■ Dataset ■
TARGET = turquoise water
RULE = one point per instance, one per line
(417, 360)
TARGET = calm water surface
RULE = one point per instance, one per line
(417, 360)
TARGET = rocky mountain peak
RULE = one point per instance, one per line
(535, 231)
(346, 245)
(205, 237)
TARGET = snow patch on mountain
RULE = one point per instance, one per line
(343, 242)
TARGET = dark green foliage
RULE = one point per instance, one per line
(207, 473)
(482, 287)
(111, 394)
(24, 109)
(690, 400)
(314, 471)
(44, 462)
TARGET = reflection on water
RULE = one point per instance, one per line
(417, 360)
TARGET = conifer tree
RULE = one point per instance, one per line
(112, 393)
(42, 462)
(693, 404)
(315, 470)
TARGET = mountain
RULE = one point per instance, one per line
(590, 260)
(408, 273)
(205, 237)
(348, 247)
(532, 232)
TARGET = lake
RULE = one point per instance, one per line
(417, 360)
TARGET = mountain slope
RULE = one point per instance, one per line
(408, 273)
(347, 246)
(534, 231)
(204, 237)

■ Work required ■
Your answer should consist of the lines from the listing that hold the word "water".

■ Solution to the problem ■
TARGET = turquoise water
TARGET = calm water surface
TARGET = reflection on water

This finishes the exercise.